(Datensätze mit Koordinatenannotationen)
————————

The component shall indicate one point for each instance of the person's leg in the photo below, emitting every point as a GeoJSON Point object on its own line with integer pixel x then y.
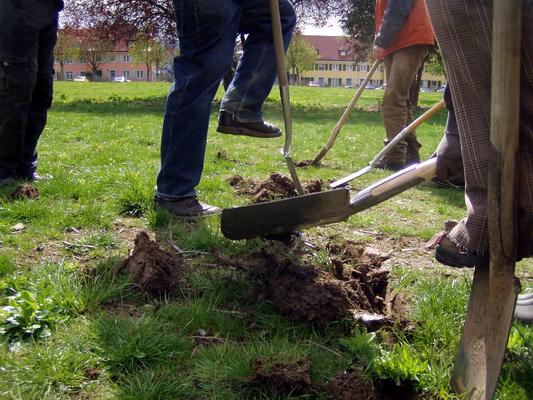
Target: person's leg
{"type": "Point", "coordinates": [207, 31]}
{"type": "Point", "coordinates": [463, 29]}
{"type": "Point", "coordinates": [42, 96]}
{"type": "Point", "coordinates": [20, 22]}
{"type": "Point", "coordinates": [402, 67]}
{"type": "Point", "coordinates": [256, 71]}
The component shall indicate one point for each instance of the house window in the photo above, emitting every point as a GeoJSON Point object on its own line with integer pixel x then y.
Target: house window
{"type": "Point", "coordinates": [335, 82]}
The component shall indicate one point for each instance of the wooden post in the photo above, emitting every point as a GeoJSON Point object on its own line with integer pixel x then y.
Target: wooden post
{"type": "Point", "coordinates": [503, 178]}
{"type": "Point", "coordinates": [494, 291]}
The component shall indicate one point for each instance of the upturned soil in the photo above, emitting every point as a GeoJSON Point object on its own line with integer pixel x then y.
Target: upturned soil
{"type": "Point", "coordinates": [24, 191]}
{"type": "Point", "coordinates": [152, 269]}
{"type": "Point", "coordinates": [277, 186]}
{"type": "Point", "coordinates": [305, 293]}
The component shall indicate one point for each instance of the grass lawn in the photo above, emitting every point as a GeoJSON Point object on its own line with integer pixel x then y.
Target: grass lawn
{"type": "Point", "coordinates": [73, 326]}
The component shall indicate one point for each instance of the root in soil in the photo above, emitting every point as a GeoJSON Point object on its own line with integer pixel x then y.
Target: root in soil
{"type": "Point", "coordinates": [302, 292]}
{"type": "Point", "coordinates": [277, 186]}
{"type": "Point", "coordinates": [282, 378]}
{"type": "Point", "coordinates": [24, 191]}
{"type": "Point", "coordinates": [153, 269]}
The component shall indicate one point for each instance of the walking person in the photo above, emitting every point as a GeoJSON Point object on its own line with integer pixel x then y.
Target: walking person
{"type": "Point", "coordinates": [28, 33]}
{"type": "Point", "coordinates": [207, 30]}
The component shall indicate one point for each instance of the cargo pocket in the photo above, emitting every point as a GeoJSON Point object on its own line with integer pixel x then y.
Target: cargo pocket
{"type": "Point", "coordinates": [187, 22]}
{"type": "Point", "coordinates": [14, 75]}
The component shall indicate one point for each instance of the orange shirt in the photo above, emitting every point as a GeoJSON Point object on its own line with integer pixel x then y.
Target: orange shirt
{"type": "Point", "coordinates": [416, 30]}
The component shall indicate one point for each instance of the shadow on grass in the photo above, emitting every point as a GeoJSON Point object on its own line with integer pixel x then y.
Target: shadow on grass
{"type": "Point", "coordinates": [115, 105]}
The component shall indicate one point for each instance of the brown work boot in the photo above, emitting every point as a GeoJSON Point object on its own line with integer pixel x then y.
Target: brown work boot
{"type": "Point", "coordinates": [227, 123]}
{"type": "Point", "coordinates": [448, 253]}
{"type": "Point", "coordinates": [187, 208]}
{"type": "Point", "coordinates": [412, 155]}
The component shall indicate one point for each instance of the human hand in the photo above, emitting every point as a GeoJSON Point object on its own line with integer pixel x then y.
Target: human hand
{"type": "Point", "coordinates": [378, 53]}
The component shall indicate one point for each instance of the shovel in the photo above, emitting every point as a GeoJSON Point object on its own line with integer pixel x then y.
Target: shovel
{"type": "Point", "coordinates": [284, 92]}
{"type": "Point", "coordinates": [408, 129]}
{"type": "Point", "coordinates": [284, 216]}
{"type": "Point", "coordinates": [345, 115]}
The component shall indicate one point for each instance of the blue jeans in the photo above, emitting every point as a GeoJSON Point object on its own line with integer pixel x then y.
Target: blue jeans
{"type": "Point", "coordinates": [207, 30]}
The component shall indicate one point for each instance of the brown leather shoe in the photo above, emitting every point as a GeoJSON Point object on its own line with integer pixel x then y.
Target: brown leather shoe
{"type": "Point", "coordinates": [227, 123]}
{"type": "Point", "coordinates": [187, 208]}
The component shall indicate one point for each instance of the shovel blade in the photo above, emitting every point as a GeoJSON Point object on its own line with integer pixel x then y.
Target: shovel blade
{"type": "Point", "coordinates": [286, 215]}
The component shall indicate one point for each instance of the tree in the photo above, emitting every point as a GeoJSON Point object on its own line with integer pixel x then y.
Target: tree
{"type": "Point", "coordinates": [66, 48]}
{"type": "Point", "coordinates": [357, 20]}
{"type": "Point", "coordinates": [301, 56]}
{"type": "Point", "coordinates": [119, 19]}
{"type": "Point", "coordinates": [94, 51]}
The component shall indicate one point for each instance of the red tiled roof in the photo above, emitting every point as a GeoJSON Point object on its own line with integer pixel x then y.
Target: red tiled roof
{"type": "Point", "coordinates": [329, 47]}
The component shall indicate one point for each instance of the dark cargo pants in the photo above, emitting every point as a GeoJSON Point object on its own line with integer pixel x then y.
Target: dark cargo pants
{"type": "Point", "coordinates": [28, 33]}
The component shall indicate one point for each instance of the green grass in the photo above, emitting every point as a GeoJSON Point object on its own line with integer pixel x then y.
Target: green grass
{"type": "Point", "coordinates": [76, 328]}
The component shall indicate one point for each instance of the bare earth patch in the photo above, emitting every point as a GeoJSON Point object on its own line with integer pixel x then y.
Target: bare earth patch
{"type": "Point", "coordinates": [351, 386]}
{"type": "Point", "coordinates": [277, 186]}
{"type": "Point", "coordinates": [305, 293]}
{"type": "Point", "coordinates": [153, 269]}
{"type": "Point", "coordinates": [282, 378]}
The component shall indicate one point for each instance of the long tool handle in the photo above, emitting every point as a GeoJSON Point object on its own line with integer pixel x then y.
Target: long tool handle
{"type": "Point", "coordinates": [345, 115]}
{"type": "Point", "coordinates": [392, 185]}
{"type": "Point", "coordinates": [279, 50]}
{"type": "Point", "coordinates": [400, 136]}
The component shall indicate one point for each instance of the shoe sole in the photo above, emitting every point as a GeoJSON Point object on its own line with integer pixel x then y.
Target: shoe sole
{"type": "Point", "coordinates": [452, 260]}
{"type": "Point", "coordinates": [246, 132]}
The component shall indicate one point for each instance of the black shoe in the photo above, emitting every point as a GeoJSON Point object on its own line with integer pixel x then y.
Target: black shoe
{"type": "Point", "coordinates": [7, 180]}
{"type": "Point", "coordinates": [448, 253]}
{"type": "Point", "coordinates": [227, 123]}
{"type": "Point", "coordinates": [384, 164]}
{"type": "Point", "coordinates": [187, 208]}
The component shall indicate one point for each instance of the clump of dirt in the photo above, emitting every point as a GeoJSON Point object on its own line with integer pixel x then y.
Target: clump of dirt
{"type": "Point", "coordinates": [277, 186]}
{"type": "Point", "coordinates": [282, 378]}
{"type": "Point", "coordinates": [304, 163]}
{"type": "Point", "coordinates": [302, 292]}
{"type": "Point", "coordinates": [153, 269]}
{"type": "Point", "coordinates": [351, 386]}
{"type": "Point", "coordinates": [24, 191]}
{"type": "Point", "coordinates": [222, 155]}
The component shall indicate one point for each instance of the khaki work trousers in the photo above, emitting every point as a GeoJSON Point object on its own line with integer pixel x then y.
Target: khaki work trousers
{"type": "Point", "coordinates": [401, 68]}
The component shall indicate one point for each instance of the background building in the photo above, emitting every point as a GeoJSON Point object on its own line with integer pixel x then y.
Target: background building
{"type": "Point", "coordinates": [336, 65]}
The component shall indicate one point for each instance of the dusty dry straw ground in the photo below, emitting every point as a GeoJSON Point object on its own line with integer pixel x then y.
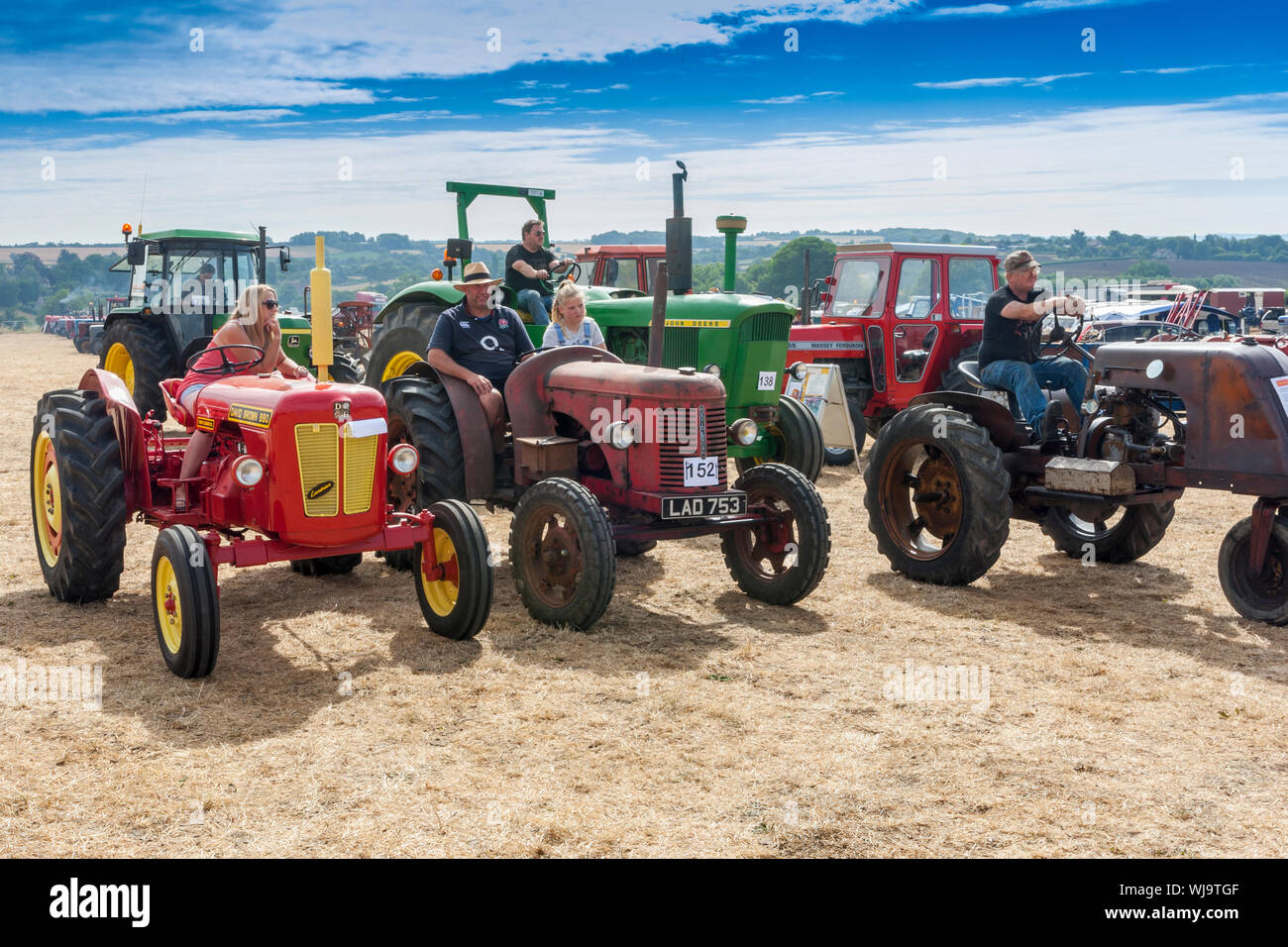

————————

## AUFGABE
Übertrage das gesamte Material oben Zeile für Zeile in eine nummerierte Liste und lass leere Zeilen weg. Die Bilder bleiben in der Antwort außen vor.

## ERGEBNIS
1. The component shall indicate one point for each instance of the person's leg in the photo below, emitting every point as a GeoJSON Point object on its own line with integer pixel x then y.
2. Target: person's leg
3. {"type": "Point", "coordinates": [207, 31]}
4. {"type": "Point", "coordinates": [463, 29]}
5. {"type": "Point", "coordinates": [42, 96]}
6. {"type": "Point", "coordinates": [20, 22]}
7. {"type": "Point", "coordinates": [402, 67]}
8. {"type": "Point", "coordinates": [256, 71]}
9. The component shall indicate one point for each instance of the house window in the photo above, emitting every point as a GeoJSON Point object on its own line with integer pixel x then y.
10. Target: house window
11. {"type": "Point", "coordinates": [335, 82]}
12. The component shall indicate one point for each instance of the wooden post in the photo above, emitting every point as a GeoJSON Point object on its own line with integer pixel x then y.
13. Target: wooden post
14. {"type": "Point", "coordinates": [503, 178]}
15. {"type": "Point", "coordinates": [494, 291]}
16. The component shall indicate one point for each instance of the upturned soil in the photo above, emitting every point as a GeoJSON Point object on its own line with integer pixel x then y.
17. Target: upturned soil
18. {"type": "Point", "coordinates": [24, 191]}
19. {"type": "Point", "coordinates": [152, 269]}
20. {"type": "Point", "coordinates": [277, 186]}
21. {"type": "Point", "coordinates": [305, 293]}
22. The component shall indicate one point for each instance of the grass lawn in the photo above, emitting every point as a GeoJSON Point object on its own line with integer pixel x then y.
23. Target: grass lawn
24. {"type": "Point", "coordinates": [73, 326]}
25. The component shall indicate one point for each instance of the root in soil in the photo above, emitting every point as a GeoJSON Point object on its own line with integer pixel x then y.
26. Target: root in soil
27. {"type": "Point", "coordinates": [302, 292]}
28. {"type": "Point", "coordinates": [277, 186]}
29. {"type": "Point", "coordinates": [282, 378]}
30. {"type": "Point", "coordinates": [24, 191]}
31. {"type": "Point", "coordinates": [153, 269]}
32. The component shall indicate one point for each instance of the walking person in the photo above, emitting every point as a GeoJSON Point object on its own line with integer pixel x then y.
33. Target: walking person
34. {"type": "Point", "coordinates": [28, 33]}
35. {"type": "Point", "coordinates": [207, 30]}
36. The component shall indicate one point for each instance of the cargo pocket in the photo above, emitting every point as a GeoJSON Point object on its own line with integer pixel x then y.
37. Target: cargo pocket
38. {"type": "Point", "coordinates": [187, 22]}
39. {"type": "Point", "coordinates": [14, 75]}
40. The component shall indicate one point for each instance of the orange shirt in the photo above, emitting every point as a GeoJSON Point object on its own line with integer pixel x then y.
41. Target: orange shirt
42. {"type": "Point", "coordinates": [416, 30]}
43. The component shall indicate one point for each instance of the shadow on grass in the photo above, emitting every point as a GeoJSON Point object on its own line with integer pixel x then y.
44. Target: shadow on grass
45. {"type": "Point", "coordinates": [115, 105]}
46. The component shall indicate one point for each instance of the brown work boot in the photo above, emitting every point as a GeoJSON Point object on its own line with integer pixel x then y.
47. Target: brown work boot
48. {"type": "Point", "coordinates": [227, 123]}
49. {"type": "Point", "coordinates": [448, 253]}
50. {"type": "Point", "coordinates": [187, 208]}
51. {"type": "Point", "coordinates": [412, 155]}
52. The component shall indicate one point for each instance of the human hand in the photo above, emitting every point as a GeoJSON Point object on its own line with integer pixel x then y.
53. Target: human hand
54. {"type": "Point", "coordinates": [378, 53]}
55. The component shall indicate one point for each instance of the shovel in the photo above, emitting every point as a GeoJSON Point object on its own line with integer pixel x then y.
56. Target: shovel
57. {"type": "Point", "coordinates": [284, 92]}
58. {"type": "Point", "coordinates": [408, 129]}
59. {"type": "Point", "coordinates": [284, 216]}
60. {"type": "Point", "coordinates": [345, 115]}
61. The component shall indicate one point for each instance of the blue jeans in the photo above, emitting every point as a GeoJSON Point object on its own line with integer pixel x then y.
62. Target: blue jeans
63. {"type": "Point", "coordinates": [207, 30]}
64. The component shall indicate one point for each instance of the brown leather shoe in the photo above, emitting every point as a GeoJSON Point object on its own line with integer pixel x then y.
65. Target: brown leather shoe
66. {"type": "Point", "coordinates": [227, 123]}
67. {"type": "Point", "coordinates": [187, 208]}
68. The component shall indicate one point for each instance of the shovel blade in the photo above, emitting every point as a GeoJSON Point object on its own line with integer pixel x then y.
69. Target: shovel blade
70. {"type": "Point", "coordinates": [286, 215]}
71. The component shall indicate one point for each instance of the tree in the photo above, emitting every point as a GeoJSON Point object on its own line with integer pixel x then y.
72. Target: tree
73. {"type": "Point", "coordinates": [66, 48]}
74. {"type": "Point", "coordinates": [357, 20]}
75. {"type": "Point", "coordinates": [301, 56]}
76. {"type": "Point", "coordinates": [119, 19]}
77. {"type": "Point", "coordinates": [94, 51]}
78. The component shall indicate one point for each instance of the red tiled roof in the photo above, emitting every point as a GeoJSON Point object on its own line with integer pixel x then y.
79. Target: red tiled roof
80. {"type": "Point", "coordinates": [329, 47]}
81. The component shall indicate one point for each instance of the dark cargo pants in the photo above, emitting every point as a GeoJSON Point object on its own line with integer pixel x then y.
82. Target: dark cargo pants
83. {"type": "Point", "coordinates": [28, 33]}
84. The component shall indicate one point for each instance of the green grass in the photo above, emitting every point as a GeoJSON Point object on its own line with integer pixel x then y.
85. Target: green grass
86. {"type": "Point", "coordinates": [76, 328]}
87. The component shall indicate one point for each instance of the bare earth patch in the photo above, emitting every point as a GeoJSON Point object on its own line with integer pixel x then y.
88. Target: bare earth patch
89. {"type": "Point", "coordinates": [351, 386]}
90. {"type": "Point", "coordinates": [277, 186]}
91. {"type": "Point", "coordinates": [305, 293]}
92. {"type": "Point", "coordinates": [153, 269]}
93. {"type": "Point", "coordinates": [282, 378]}
94. The component shall indicate one point for each instance of the long tool handle in the photo above, emitting every point as a GeoJSON Point object on its own line with integer pixel x then y.
95. Target: long tool handle
96. {"type": "Point", "coordinates": [345, 115]}
97. {"type": "Point", "coordinates": [392, 185]}
98. {"type": "Point", "coordinates": [279, 50]}
99. {"type": "Point", "coordinates": [400, 136]}
100. The component shall indicate one point for each instance of the shoe sole in the photo above, emitting every point as a GeoJSON Point object on its own line with integer pixel x then y.
101. Target: shoe sole
102. {"type": "Point", "coordinates": [452, 260]}
103. {"type": "Point", "coordinates": [246, 132]}
104. The component shall indicate one point for each instance of the black shoe in the photo above, emitting every point as a GeoJSON Point object on its own line with integer pixel x then y.
105. Target: black shoe
106. {"type": "Point", "coordinates": [7, 180]}
107. {"type": "Point", "coordinates": [448, 253]}
108. {"type": "Point", "coordinates": [227, 123]}
109. {"type": "Point", "coordinates": [384, 164]}
110. {"type": "Point", "coordinates": [187, 208]}
111. The component shall indicate one point for each instance of the clump of dirt in the photo above, emitting every point as a GeoJSON Point object on its own line with integer pixel x then y.
112. Target: clump of dirt
113. {"type": "Point", "coordinates": [277, 186]}
114. {"type": "Point", "coordinates": [282, 378]}
115. {"type": "Point", "coordinates": [304, 163]}
116. {"type": "Point", "coordinates": [302, 292]}
117. {"type": "Point", "coordinates": [153, 269]}
118. {"type": "Point", "coordinates": [351, 386]}
119. {"type": "Point", "coordinates": [24, 191]}
120. {"type": "Point", "coordinates": [222, 155]}
121. The component shall indicate one point for each instance of the khaki work trousers in the photo above, emitting every point as a GeoJSON Point object on its own line with integer pixel x then y.
122. Target: khaki work trousers
123. {"type": "Point", "coordinates": [401, 68]}
124. The component shall indicate one point for each instance of the background building in the photo above, emitting every point as a GeoJSON Point object on its own line with integer pixel x then y.
125. Target: background building
126. {"type": "Point", "coordinates": [336, 65]}
127. The component shall indicate one point for each instance of the dusty dry straw ground in the photo below, emitting every point as a GeoJSON Point object on its own line with integer pixel x then y.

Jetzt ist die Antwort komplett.